-- PAGE EXTRACT start --
This is a list of the number-one songs of 2017 in Mexico. The airplay chart rankings are published by Monitor Latino, based on airplay across radio stations in Mexico using the Radio Tracking Data, LLC in real time. Charts are ranked from Monday to Sunday. Besides the General chart, Monitor Latino also publishes "Pop", "Popular" (Regional Mexican) and "Anglo" charts.

The streaming charts are published weekly by AMPROFON (Asociación Mexicana de Productores de Fonogramas y Videogramas).

Chart history (Airplay)

General
In 2017, thirteen songs reached number one on the General chart (fifteen if the remix versions of "Despacito" and "Mi gente" are counted as separate songs). Of these, eleven songs were entirely or mostly in Spanish, and two were primarily in English. Nine acts achieved their first number-one song in Mexico: Clean Bandit, Sean Paul, Anne-Marie, Christian Nodal, Willy William, Beyoncé, Nicky Jam, Camila Cabello, Young Thug and Nego do Borel.
-- PAGE EXTRACT end --
-- SUPPLIED ENTRIES start --
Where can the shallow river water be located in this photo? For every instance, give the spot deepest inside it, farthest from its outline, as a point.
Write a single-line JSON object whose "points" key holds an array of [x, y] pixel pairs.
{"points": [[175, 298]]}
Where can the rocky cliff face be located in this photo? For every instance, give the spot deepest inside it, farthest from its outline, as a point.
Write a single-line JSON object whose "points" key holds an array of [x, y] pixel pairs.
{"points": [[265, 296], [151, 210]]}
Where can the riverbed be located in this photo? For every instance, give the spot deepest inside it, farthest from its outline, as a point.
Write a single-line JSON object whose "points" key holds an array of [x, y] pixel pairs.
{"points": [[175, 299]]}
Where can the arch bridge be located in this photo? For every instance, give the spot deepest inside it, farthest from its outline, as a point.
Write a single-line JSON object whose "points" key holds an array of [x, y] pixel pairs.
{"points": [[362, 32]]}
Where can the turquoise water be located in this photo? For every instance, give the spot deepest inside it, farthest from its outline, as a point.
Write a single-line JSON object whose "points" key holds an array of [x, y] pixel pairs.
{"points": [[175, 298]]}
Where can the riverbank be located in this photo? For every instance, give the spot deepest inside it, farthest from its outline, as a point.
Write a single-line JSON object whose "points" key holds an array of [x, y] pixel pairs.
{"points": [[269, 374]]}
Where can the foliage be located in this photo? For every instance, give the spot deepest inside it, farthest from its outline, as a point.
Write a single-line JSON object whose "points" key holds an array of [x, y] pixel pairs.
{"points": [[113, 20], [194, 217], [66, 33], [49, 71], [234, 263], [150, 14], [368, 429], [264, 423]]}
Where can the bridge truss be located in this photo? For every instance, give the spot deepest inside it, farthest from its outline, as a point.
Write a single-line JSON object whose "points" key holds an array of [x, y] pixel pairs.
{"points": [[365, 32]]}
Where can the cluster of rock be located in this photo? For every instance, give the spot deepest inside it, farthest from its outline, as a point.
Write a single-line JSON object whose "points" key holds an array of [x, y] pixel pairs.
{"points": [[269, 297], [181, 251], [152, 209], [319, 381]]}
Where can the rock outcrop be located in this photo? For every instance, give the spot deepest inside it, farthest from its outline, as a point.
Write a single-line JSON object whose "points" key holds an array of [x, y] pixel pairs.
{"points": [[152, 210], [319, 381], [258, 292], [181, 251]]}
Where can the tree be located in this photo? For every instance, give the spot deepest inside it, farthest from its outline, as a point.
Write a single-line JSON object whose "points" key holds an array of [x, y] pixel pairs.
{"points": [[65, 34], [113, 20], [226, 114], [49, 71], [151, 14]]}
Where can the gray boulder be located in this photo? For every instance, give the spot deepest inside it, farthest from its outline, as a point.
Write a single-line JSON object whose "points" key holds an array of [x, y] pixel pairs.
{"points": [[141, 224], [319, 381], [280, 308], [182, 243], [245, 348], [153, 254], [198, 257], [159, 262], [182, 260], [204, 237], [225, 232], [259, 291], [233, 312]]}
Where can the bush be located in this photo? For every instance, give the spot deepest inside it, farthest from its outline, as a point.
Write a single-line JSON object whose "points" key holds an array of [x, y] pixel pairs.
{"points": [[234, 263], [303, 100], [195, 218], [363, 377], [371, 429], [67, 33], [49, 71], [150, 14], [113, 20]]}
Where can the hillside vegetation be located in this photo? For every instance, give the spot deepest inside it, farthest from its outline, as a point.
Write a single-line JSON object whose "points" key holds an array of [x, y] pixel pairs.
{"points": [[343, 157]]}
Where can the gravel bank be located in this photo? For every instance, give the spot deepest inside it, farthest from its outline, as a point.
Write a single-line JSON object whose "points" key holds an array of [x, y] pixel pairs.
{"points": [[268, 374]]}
-- SUPPLIED ENTRIES end --
-- SUPPLIED ENTRIES start --
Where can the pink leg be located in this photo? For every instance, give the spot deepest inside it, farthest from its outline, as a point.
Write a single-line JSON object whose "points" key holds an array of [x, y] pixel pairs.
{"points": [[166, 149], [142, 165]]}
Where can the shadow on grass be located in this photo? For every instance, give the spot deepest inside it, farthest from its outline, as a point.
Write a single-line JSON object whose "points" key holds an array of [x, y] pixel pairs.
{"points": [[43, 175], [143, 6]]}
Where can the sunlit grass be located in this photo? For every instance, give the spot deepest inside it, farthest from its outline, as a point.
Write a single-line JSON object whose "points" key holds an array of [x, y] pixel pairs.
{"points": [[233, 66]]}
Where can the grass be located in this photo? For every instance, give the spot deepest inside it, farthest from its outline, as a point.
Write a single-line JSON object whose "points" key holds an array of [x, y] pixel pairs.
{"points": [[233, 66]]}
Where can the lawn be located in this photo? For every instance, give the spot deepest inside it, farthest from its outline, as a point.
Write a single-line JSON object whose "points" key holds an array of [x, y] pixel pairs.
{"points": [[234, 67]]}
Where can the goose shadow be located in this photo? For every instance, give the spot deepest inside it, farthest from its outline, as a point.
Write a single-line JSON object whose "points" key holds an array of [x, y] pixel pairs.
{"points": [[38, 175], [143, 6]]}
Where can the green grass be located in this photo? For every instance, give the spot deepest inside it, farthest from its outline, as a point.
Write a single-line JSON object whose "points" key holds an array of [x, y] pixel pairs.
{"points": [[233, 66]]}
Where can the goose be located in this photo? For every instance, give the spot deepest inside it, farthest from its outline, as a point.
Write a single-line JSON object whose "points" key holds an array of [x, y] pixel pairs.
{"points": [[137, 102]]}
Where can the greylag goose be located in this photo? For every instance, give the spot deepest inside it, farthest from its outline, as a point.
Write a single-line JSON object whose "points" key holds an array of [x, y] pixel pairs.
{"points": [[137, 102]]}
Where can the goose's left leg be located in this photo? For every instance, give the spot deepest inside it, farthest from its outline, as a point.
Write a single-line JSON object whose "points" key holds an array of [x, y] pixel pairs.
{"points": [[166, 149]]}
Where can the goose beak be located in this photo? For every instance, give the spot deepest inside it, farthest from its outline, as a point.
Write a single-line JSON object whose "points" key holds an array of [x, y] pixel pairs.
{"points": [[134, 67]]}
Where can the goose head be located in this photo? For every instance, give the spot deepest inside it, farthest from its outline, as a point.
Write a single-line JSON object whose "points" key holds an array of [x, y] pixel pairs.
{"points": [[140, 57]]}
-- SUPPLIED ENTRIES end --
-- SUPPLIED ENTRIES start --
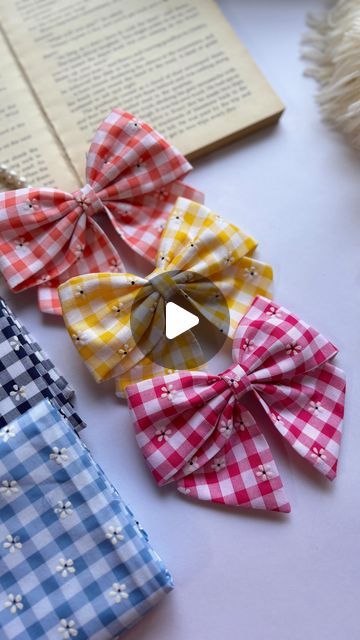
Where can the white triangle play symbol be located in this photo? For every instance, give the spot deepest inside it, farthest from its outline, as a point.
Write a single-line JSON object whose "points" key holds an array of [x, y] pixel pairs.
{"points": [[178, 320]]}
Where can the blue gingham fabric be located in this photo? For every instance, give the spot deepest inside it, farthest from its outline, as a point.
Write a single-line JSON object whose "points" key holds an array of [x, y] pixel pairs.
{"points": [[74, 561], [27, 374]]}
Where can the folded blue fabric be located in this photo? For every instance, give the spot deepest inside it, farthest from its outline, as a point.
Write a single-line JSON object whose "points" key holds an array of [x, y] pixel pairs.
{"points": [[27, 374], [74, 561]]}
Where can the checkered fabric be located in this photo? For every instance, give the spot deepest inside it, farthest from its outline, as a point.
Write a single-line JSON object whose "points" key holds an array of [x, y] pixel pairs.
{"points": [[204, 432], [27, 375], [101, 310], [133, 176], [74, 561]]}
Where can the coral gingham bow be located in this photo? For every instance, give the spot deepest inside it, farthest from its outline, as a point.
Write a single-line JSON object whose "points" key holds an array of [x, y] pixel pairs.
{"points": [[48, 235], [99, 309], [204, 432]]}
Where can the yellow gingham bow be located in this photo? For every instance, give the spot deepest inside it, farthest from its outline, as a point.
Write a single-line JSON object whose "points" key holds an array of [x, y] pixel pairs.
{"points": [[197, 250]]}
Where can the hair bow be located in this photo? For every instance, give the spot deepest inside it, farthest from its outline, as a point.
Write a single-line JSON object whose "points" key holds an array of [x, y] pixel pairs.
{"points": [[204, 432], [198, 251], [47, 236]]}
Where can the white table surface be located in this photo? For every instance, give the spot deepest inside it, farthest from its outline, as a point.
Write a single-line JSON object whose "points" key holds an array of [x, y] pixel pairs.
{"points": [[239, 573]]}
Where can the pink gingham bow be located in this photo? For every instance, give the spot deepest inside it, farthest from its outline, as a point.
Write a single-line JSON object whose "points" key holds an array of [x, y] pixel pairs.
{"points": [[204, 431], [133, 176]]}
-- SUPPLIED ENTRIES end --
### GOAL OF THE EXERCISE
Decide whether each statement below agrees with the page on Mexico's number-one songs of 2017, answering yes or no and quoting the words that settle it. 1. Monitor Latino ranks its charts from Monday to Sunday. 2. AMPROFON publishes the streaming charts monthly. 3. Two of the songs that reached number one on the General chart in 2017 were primarily in English.

### ANSWER
1. Yes: "Charts are ranked from Monday to Sunday."
2. No: "The streaming charts are published weekly by AMPROFON"
3. Yes: "two were primarily in English."